WHAT THE EXERCISE ASKS: Copy out the full passage below about German intelligence sharing and American drone strikes word for word, with nothing added or left out.

DOCUMENT PASSAGE:
++++

Angela Merkel's government has come under pressure following the deaths of German Islamists in Waziristan through American drone strikes. Berlin has responded by restricting the type of information that German intelligence agencies may pass on to their US counterparts...

...The deadly air strike on Oct. 4, 2010 marked a turning point in the cooperation between German and American intelligence agencies. Bünyamin E. was the first German citizen to be killed in an American drone attack. His fate has both legal and political consequences and has placed the German government under pressure. While American President Barack Obama, who ordered the massive use of air power in the first place, is being celebrated in Washington following the killing of al-Qaida leader Osama bin Laden, different standards are being applied in Germany.

The discussion centers on the question of what types of information German intelligence officials should be allowed to pass on to their American partners, and whether this information could lead to the deaths of German citizens.

Apparently, Germany sees German Islamists in Pakistan as pretty much the same as other German citizens.

++++

MATERIAL SUPPLIED:

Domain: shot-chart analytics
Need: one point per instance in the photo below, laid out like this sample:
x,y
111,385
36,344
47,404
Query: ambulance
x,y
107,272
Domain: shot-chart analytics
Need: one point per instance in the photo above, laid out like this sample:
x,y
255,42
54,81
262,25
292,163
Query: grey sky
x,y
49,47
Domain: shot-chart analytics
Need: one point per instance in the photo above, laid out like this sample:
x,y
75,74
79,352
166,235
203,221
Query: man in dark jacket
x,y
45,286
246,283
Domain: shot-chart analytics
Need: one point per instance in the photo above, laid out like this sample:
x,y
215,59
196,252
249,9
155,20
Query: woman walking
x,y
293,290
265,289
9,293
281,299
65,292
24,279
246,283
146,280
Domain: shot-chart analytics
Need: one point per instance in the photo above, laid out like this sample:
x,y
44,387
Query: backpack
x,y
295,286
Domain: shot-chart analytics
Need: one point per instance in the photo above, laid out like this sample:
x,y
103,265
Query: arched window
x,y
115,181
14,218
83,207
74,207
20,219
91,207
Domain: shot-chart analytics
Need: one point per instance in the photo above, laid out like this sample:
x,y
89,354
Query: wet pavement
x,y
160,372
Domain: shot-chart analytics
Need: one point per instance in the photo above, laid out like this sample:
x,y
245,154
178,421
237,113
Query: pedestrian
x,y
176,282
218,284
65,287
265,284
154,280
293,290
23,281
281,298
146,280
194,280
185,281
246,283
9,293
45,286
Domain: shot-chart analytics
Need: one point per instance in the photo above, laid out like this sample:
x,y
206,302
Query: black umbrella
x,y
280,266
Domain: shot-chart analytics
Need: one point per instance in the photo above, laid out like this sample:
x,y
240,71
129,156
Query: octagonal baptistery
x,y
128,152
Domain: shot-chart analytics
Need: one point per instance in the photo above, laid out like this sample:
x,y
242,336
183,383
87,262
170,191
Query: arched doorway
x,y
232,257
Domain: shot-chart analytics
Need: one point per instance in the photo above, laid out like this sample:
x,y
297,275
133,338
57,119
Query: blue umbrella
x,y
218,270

++++

EXPECTED OUTPUT:
Angela Merkel's government has come under pressure following the deaths of German Islamists in Waziristan through American drone strikes. Berlin has responded by restricting the type of information that German intelligence agencies may pass on to their US counterparts...

...The deadly air strike on Oct. 4, 2010 marked a turning point in the cooperation between German and American intelligence agencies. Bünyamin E. was the first German citizen to be killed in an American drone attack. His fate has both legal and political consequences and has placed the German government under pressure. While American President Barack Obama, who ordered the massive use of air power in the first place, is being celebrated in Washington following the killing of al-Qaida leader Osama bin Laden, different standards are being applied in Germany.

The discussion centers on the question of what types of information German intelligence officials should be allowed to pass on to their American partners, and whether this information could lead to the deaths of German citizens.

Apparently, Germany sees German Islamists in Pakistan as pretty much the same as other German citizens.